## Items from a data source
=-=-=-=-=

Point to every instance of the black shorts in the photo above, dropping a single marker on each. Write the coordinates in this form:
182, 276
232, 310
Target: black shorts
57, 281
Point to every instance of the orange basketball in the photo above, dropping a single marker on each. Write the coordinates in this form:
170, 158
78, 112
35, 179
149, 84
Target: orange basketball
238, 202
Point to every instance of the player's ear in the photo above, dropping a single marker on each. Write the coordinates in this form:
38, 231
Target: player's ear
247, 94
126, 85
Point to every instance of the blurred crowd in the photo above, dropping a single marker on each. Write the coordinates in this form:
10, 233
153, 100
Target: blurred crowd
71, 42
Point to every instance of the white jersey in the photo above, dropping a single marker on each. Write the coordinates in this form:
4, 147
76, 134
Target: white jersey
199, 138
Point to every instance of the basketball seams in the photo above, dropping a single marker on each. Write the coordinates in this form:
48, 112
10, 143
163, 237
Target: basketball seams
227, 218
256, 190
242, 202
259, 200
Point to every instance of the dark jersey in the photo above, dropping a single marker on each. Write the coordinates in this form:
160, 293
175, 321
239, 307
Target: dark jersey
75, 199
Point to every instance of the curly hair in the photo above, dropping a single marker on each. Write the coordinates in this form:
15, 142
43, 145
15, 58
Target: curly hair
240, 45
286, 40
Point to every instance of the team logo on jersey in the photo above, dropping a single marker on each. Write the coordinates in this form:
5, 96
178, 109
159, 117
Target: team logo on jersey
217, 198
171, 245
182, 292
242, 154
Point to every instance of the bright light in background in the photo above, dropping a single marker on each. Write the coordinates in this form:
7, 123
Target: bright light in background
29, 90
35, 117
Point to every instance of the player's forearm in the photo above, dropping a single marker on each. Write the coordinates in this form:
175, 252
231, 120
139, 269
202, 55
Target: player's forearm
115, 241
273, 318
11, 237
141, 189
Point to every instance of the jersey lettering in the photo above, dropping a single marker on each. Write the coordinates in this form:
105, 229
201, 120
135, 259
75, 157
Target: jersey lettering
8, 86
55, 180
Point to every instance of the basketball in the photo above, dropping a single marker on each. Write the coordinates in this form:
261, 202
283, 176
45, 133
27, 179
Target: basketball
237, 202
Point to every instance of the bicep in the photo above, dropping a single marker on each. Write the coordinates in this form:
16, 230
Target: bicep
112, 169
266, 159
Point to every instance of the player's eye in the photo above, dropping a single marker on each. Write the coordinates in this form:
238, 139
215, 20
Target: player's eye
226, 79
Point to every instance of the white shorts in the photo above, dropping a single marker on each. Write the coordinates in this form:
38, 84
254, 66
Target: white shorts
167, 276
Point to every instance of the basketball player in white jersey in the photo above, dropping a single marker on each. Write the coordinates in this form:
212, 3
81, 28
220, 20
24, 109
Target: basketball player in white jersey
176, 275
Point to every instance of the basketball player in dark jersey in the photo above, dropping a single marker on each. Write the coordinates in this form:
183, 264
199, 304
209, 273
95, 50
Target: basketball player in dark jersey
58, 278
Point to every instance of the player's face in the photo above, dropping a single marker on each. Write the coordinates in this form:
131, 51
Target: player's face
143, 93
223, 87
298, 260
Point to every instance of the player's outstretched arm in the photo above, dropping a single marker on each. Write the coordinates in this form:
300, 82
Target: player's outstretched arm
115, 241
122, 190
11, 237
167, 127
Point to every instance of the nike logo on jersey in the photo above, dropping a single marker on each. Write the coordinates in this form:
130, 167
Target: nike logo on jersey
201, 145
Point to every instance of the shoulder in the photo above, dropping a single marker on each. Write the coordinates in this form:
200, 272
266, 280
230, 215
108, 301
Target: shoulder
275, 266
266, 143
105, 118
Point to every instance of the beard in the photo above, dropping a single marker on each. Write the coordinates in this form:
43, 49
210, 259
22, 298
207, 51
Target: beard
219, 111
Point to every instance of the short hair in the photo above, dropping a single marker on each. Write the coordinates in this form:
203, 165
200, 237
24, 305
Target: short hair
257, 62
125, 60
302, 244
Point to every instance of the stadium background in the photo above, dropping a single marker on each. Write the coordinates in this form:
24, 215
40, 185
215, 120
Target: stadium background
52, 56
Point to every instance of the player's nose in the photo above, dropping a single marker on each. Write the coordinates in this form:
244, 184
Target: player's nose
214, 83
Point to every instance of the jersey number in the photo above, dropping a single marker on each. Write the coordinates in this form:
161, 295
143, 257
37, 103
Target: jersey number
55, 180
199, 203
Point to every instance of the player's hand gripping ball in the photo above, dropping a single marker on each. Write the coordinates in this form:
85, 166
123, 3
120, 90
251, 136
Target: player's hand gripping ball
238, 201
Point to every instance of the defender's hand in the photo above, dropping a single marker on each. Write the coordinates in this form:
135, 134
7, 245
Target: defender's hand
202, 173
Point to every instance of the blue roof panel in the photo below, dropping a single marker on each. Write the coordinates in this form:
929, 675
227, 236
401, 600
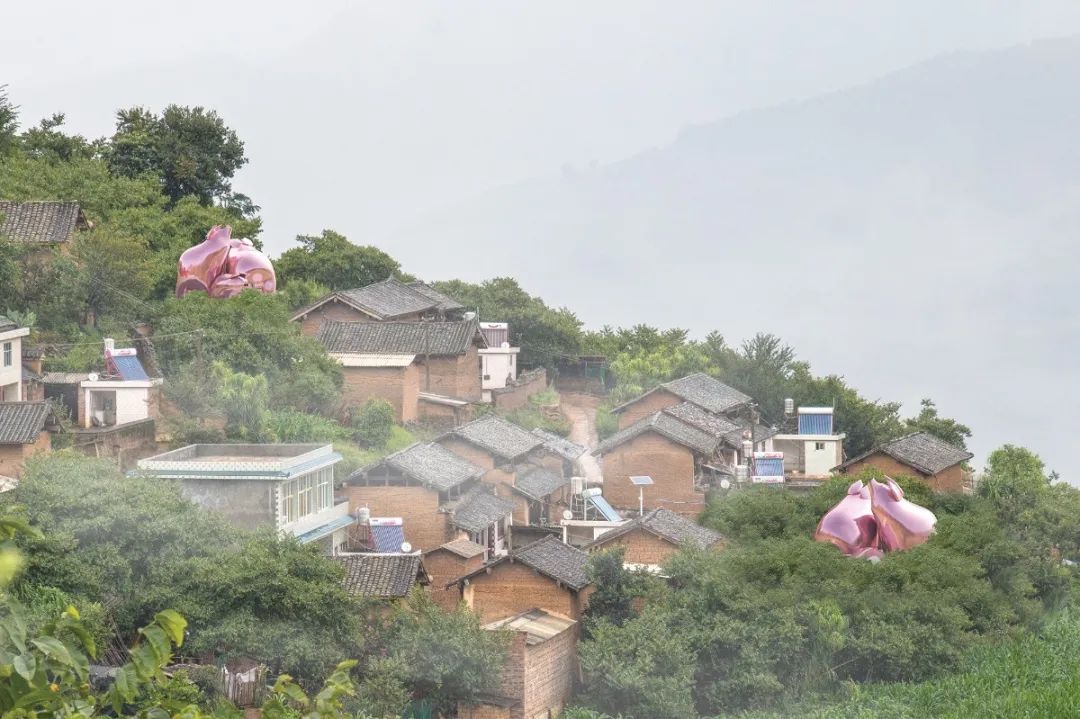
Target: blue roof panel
130, 368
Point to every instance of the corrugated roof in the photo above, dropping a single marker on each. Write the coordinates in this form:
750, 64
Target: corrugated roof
920, 450
480, 509
23, 422
380, 574
665, 425
538, 624
666, 525
538, 482
561, 446
702, 390
498, 436
431, 464
435, 338
39, 222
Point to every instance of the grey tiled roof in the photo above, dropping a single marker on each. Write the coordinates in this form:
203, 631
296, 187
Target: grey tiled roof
702, 390
666, 425
436, 338
442, 301
919, 450
538, 482
561, 446
39, 222
559, 561
432, 465
478, 509
667, 525
380, 574
389, 299
499, 436
23, 422
462, 547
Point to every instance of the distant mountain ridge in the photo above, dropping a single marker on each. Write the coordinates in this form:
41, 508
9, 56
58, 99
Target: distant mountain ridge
915, 233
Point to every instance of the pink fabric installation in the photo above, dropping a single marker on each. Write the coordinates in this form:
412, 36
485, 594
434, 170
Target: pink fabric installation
221, 266
874, 519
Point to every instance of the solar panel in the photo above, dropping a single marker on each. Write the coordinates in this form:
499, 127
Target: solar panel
605, 509
130, 368
388, 538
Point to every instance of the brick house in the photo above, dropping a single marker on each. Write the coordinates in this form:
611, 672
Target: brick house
400, 361
380, 301
42, 226
24, 433
386, 577
919, 455
651, 539
540, 672
700, 389
547, 573
447, 563
417, 484
675, 455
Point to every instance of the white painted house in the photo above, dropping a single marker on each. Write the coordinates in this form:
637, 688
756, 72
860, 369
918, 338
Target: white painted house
11, 360
498, 362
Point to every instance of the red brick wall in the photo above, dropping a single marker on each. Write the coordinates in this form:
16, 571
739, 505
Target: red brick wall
426, 527
395, 384
445, 566
671, 466
647, 405
13, 457
952, 479
516, 395
512, 587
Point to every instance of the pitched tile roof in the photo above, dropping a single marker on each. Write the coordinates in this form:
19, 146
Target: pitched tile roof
559, 561
665, 425
498, 436
443, 302
478, 509
23, 422
436, 338
40, 222
920, 450
561, 446
380, 574
702, 390
431, 464
538, 482
666, 525
463, 547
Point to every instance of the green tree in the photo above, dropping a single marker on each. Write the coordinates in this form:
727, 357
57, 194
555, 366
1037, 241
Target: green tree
929, 420
189, 149
333, 261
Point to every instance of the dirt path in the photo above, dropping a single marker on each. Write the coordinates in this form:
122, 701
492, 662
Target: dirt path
581, 410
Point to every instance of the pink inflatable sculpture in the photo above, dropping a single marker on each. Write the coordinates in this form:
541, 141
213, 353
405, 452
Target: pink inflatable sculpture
874, 519
221, 266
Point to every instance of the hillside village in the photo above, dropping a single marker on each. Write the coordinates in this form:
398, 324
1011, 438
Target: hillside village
363, 461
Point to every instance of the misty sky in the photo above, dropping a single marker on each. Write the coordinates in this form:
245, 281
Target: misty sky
366, 117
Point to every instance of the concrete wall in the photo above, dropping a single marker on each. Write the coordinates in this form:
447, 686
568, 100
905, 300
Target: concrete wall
395, 384
517, 393
426, 527
511, 587
246, 503
953, 479
647, 405
670, 464
13, 457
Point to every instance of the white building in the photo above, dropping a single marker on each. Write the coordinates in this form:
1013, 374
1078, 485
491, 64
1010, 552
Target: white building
498, 361
11, 360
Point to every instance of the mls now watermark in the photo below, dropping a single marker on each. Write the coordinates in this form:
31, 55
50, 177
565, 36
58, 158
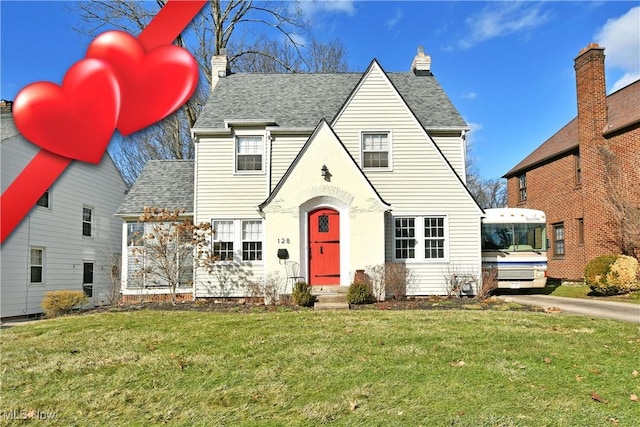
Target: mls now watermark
32, 414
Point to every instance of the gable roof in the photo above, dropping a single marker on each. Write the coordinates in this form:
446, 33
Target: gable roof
162, 183
301, 100
623, 110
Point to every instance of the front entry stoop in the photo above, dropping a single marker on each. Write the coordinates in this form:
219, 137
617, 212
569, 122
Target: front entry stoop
330, 298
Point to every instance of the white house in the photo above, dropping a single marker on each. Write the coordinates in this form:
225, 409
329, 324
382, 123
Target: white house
333, 173
70, 240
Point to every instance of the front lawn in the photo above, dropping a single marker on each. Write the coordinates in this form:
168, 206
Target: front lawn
576, 290
355, 368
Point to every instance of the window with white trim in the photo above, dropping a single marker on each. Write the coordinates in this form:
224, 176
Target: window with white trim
36, 264
375, 150
522, 187
249, 153
252, 240
434, 237
240, 238
405, 241
223, 240
420, 238
87, 221
135, 234
558, 239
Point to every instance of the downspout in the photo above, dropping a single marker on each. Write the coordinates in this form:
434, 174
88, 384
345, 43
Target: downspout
194, 270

=-=-=-=-=

## Task directions
The lines you need are those with the word "below"; list them from the entries.

## Response area
Point to every instance of the blue roof panel in the photo below, dropping a single marker on each. Write the coordinates in this form:
Point to every instance of the mls now watermark in the photo below, dropping a single marker on each. Write the coordinates in this form:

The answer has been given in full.